> _Fragmento del texto_
──────────────────────────────

Stendhal se perfila como el gran psicólogo del amor, la ambición y el ansia de poder, y es autor de obras magistrales como Rojo y negro o La cartuja de Parma, en las que aparece un nuevo tipo de héroe, el inadaptado social. Balzac, por su parte, se convierte en el principal historiador de la Francia de su tiempo con su vasta obra en 47 volúmenes, La comedia humana, un retrato de la sociedad francesa marcado por la ambición material y el desarrollo tecnológico.
Honoré de Balzac
Honoré de Balzac, uno de los más importantes novelistas de la literatura mundial, escribió más de cien obras que destacan por sus soberbias descripciones de la vida en la Francia de su tiempo y por la intensidad de los retratos de sus personajes. Su obra fundamental, La comedia humana, es una obra que comprende unas noventa novelas, en las que se presenta al lector una amplia y colorista panorámica de la sociedad francesa del siglo XIX.

La siguiente generación de novelistas franceses manifiesta un profundo interés por la novela como obra de arte y medio para el análisis casi científico de la sociedad. Gustave Flaubert se propone, con Madame Bovary y La educación sentimental, escribir sobre la vida cotidiana sin abandonar el sentido clásico de la forma. Flaubert opinaba que el novelista debe abordar sus temas con la objetividad de un científico. Otro gran novelista francés, Émile Zola, compartía con Flaubert la pasión por la ciencia y concebía la novela como una suerte de laboratorio donde el autor experimenta con seres reales. Fruto de esta concepción es su serie de veinte novelas Los Rougon-Macquart, donde analiza los efectos de la herencia y el entorno sobre los miembros de una familia francesa.
5.2
Gran Bretaña
Charles Dickens
Una de las pocas incursiones que hizo Dickens en la novela histórica fue en Historia de dos ciudades, situada en tiempos de la Revolución Francesa. Un actor lee este fragmento: "Era el mejor de los tiempos, era el peor de los tiempos, era la edad de la sabiduría, era la edad de la insensatez, era la época de la creencia, era la época de la incredulidad, era la estación de la luz, era la estación de la oscuridad, era la primavera de la esperanza, era el invierno de la desesperación…"

La característica más destacada de la novela moderna, así como del espíritu moderno, es su conciencia de la historia. A lo largo del siglo XIX, dominado en Gran Bretaña por la figura de Walter Scott, la novela histórica se convierte en el género más popular. Entre los principales novelistas europeos influidos por Scott cabe citar al italiano Alessandro Manzoni, con Los novios, y a Alexandre Dumas padre y Victor Hugo en Francia.

──────────────────────────────

> _Líneas de datos_
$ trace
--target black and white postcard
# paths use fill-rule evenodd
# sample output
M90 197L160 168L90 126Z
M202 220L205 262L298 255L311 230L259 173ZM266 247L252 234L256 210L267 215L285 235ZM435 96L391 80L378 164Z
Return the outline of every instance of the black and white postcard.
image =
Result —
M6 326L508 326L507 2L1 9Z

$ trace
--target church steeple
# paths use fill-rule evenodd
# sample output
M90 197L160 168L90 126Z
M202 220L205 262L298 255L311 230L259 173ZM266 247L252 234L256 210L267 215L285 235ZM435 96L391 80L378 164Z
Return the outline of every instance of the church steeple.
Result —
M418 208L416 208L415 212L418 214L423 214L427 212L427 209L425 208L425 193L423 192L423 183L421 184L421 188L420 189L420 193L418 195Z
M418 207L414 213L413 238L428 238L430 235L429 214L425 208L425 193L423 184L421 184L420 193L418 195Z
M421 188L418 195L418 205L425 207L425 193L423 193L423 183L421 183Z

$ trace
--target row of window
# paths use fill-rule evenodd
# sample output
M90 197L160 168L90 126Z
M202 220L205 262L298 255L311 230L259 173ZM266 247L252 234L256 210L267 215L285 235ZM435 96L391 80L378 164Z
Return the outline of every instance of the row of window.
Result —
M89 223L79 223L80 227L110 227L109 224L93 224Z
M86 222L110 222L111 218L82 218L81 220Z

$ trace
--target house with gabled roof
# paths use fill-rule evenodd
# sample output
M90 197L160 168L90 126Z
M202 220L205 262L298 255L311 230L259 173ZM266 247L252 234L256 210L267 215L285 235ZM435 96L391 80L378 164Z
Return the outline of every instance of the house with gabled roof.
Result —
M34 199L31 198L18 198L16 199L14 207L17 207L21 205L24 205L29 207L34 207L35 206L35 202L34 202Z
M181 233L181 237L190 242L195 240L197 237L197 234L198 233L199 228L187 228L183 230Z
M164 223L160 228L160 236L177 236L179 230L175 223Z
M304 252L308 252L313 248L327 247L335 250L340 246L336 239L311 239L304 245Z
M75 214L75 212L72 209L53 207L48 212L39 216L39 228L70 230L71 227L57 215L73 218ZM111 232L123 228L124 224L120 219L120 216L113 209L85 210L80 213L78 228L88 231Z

──────────────────────────────

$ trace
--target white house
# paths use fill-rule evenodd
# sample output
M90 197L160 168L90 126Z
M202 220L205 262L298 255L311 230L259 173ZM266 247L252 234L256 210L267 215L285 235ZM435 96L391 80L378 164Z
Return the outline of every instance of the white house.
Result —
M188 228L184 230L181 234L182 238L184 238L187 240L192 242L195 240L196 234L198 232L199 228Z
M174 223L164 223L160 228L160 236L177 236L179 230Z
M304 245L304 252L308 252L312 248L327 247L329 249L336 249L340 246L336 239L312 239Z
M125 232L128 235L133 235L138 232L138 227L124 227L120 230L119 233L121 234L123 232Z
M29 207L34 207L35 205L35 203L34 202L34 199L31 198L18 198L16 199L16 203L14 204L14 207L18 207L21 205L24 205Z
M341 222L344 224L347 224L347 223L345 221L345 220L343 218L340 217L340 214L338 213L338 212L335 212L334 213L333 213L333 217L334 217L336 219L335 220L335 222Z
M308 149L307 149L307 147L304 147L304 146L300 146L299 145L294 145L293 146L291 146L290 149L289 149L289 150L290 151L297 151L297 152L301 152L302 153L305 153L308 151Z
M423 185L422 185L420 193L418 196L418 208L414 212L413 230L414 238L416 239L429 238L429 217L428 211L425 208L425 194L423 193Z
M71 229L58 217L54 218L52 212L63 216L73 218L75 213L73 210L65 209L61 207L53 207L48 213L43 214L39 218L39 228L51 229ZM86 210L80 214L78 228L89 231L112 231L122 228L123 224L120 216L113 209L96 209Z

──────────────────────────────

> _Instrucciones de trabajo_
Según el fragmento sobre la novela del siglo XIX, ¿qué obra de Dickens está situada en tiempos de la Revolución Francesa? Las líneas no tienen ningún papel en esto.

> _Respuesta_
Historia de dos ciudades.